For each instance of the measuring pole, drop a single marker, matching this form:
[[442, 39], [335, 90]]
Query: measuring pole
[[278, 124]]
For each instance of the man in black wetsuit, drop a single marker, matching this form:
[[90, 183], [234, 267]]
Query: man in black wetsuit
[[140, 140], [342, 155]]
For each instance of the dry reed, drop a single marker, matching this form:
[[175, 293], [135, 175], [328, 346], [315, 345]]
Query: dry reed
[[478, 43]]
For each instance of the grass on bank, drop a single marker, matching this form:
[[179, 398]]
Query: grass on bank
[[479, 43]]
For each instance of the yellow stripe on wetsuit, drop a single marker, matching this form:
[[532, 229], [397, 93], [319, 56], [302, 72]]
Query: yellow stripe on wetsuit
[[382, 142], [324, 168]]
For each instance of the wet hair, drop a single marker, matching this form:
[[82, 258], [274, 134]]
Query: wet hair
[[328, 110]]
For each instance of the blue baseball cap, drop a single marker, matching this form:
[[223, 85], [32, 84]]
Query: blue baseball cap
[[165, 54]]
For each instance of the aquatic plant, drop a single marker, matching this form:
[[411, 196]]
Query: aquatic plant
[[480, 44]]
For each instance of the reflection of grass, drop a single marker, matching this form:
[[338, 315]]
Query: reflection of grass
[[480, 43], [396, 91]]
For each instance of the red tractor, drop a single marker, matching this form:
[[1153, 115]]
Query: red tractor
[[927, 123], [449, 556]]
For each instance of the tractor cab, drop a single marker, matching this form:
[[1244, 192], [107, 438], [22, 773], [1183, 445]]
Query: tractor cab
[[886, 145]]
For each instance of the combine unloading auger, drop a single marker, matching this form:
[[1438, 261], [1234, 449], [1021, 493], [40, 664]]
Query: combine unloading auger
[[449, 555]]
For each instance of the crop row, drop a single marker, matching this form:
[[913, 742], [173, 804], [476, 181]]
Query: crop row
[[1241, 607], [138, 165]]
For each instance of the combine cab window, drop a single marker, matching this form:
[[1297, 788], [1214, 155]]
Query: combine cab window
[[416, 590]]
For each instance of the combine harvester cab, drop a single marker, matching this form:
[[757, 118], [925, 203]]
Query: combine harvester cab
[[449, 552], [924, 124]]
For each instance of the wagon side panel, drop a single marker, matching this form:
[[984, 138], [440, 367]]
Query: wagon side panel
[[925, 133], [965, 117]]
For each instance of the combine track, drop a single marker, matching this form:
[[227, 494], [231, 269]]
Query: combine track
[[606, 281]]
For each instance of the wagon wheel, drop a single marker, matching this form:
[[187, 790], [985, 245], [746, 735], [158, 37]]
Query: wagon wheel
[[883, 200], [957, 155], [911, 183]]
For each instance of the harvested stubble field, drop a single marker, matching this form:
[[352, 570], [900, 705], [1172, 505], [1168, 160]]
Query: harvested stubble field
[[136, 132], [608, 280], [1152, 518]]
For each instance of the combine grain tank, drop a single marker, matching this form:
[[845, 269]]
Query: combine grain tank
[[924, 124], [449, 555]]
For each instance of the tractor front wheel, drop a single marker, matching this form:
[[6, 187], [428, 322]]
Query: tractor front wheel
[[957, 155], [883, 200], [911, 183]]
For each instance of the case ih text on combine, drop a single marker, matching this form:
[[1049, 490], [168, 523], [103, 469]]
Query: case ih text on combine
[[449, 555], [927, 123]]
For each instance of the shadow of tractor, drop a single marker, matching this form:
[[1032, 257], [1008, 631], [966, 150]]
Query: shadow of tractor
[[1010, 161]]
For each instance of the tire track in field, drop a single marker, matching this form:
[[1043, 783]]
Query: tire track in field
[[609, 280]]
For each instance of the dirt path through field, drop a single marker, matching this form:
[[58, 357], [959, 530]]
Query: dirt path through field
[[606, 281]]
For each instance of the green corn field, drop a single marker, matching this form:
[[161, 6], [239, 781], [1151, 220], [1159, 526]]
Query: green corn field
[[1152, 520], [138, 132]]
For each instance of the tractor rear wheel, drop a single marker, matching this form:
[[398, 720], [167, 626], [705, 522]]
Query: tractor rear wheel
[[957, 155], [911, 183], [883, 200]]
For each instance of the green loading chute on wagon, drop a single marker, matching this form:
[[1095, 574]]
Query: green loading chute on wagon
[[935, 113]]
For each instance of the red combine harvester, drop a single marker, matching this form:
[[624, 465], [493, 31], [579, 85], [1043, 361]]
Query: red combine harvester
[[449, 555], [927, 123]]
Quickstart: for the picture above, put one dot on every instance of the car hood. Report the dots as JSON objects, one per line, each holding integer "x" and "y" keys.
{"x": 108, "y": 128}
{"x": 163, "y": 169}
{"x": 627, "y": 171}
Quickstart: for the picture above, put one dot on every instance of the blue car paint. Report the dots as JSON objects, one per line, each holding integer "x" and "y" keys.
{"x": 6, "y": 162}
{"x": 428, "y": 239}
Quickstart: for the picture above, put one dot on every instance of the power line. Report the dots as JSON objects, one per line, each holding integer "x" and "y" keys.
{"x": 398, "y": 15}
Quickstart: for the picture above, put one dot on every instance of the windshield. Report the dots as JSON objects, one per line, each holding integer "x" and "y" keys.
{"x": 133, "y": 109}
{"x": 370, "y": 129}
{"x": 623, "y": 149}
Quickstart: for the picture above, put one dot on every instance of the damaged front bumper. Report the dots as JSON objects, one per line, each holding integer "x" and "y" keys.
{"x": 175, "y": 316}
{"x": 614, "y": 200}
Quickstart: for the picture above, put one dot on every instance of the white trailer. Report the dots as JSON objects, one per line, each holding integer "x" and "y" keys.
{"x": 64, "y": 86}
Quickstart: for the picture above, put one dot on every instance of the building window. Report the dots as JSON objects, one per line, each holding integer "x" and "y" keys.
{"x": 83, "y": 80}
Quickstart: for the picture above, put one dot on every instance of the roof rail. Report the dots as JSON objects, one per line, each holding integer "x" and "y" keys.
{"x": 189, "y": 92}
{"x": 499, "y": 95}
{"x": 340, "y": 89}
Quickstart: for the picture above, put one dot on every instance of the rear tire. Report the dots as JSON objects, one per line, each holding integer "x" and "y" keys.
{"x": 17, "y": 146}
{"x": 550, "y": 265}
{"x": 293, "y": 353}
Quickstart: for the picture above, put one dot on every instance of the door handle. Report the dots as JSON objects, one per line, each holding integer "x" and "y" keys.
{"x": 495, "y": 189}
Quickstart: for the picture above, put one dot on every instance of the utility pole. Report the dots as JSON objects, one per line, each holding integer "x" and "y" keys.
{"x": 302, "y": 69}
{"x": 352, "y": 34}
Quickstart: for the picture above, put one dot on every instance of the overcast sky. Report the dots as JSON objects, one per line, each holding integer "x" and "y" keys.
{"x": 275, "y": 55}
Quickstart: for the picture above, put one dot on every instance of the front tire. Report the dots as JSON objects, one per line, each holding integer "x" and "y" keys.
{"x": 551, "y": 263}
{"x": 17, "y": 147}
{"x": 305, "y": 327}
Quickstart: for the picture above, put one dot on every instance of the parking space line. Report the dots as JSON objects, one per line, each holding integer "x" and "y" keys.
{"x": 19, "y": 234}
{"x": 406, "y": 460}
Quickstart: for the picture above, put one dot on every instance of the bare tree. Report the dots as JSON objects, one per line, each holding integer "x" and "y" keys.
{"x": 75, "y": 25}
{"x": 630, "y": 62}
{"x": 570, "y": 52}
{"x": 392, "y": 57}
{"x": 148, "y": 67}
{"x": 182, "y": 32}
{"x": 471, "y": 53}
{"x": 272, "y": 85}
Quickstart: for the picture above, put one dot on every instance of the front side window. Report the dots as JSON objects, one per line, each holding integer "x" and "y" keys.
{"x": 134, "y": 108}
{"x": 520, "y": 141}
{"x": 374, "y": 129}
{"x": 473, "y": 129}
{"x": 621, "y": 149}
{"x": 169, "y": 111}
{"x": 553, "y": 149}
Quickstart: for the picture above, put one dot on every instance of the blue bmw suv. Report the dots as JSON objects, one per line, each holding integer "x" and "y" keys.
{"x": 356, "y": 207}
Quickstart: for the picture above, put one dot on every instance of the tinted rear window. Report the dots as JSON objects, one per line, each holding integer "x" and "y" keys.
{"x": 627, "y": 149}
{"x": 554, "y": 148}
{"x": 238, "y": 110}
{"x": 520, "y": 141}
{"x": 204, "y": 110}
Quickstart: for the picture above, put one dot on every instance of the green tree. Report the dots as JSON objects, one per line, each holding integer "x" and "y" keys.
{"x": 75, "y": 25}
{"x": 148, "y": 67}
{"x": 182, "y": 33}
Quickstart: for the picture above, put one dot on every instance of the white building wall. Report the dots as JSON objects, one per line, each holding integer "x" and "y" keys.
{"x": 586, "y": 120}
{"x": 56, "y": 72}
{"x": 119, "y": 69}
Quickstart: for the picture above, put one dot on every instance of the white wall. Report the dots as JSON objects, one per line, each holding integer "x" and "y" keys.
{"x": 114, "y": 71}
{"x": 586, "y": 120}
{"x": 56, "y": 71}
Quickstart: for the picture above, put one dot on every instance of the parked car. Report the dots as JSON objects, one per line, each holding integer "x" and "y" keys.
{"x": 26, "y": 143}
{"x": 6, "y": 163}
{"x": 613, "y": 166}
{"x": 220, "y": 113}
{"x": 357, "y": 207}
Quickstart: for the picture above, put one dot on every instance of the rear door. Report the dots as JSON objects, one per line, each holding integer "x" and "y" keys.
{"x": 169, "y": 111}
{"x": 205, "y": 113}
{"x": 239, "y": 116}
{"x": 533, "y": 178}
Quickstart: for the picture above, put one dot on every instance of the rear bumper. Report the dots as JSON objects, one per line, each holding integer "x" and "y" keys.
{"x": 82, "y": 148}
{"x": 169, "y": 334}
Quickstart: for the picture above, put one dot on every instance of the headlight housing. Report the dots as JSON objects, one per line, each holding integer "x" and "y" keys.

+++

## Task to carry out
I'd like the lines above from the one with "For each instance of the wagon side" up to and including the one with "[[1032, 257], [1008, 631], [966, 150]]" copied exactly, with no other lines.

## Result below
For each instance of the wagon side panel, drop a single marker, matching this form:
[[984, 138], [440, 367]]
Query: wagon side panel
[[925, 133], [965, 117]]
For each instance of the combine track, drop a single marker, matching this form:
[[227, 494], [231, 269]]
Query: combine track
[[606, 281]]
For each instance of the wagon wheel, drop a single marker, matching this form:
[[187, 790], [985, 245], [746, 735], [158, 37]]
Query: wagon wheel
[[883, 200], [957, 155], [911, 183]]
For each instance of the harvested stubble field, drop a single marker, matching this form:
[[352, 570], [900, 705], [1172, 505], [1168, 160]]
Query: harvested stubble field
[[136, 132], [608, 280], [1152, 518]]
For each instance of the combine grain tank, drop a single marker, matching this form:
[[845, 269]]
Query: combine grain tank
[[924, 124], [449, 555]]
For each instance of the tractor front wheel, drop a single marker, matching this form:
[[6, 187], [428, 322]]
Query: tractor front wheel
[[957, 155], [883, 200], [911, 183]]
For each instance of the case ih text on combine, drop a single marker, matching this form:
[[1049, 490], [168, 523], [103, 469]]
Query: case ih text on combine
[[449, 555], [927, 123]]
For each instance of the shadow of tractor, drop a single marker, matching this form:
[[1032, 257], [1008, 631], [966, 150]]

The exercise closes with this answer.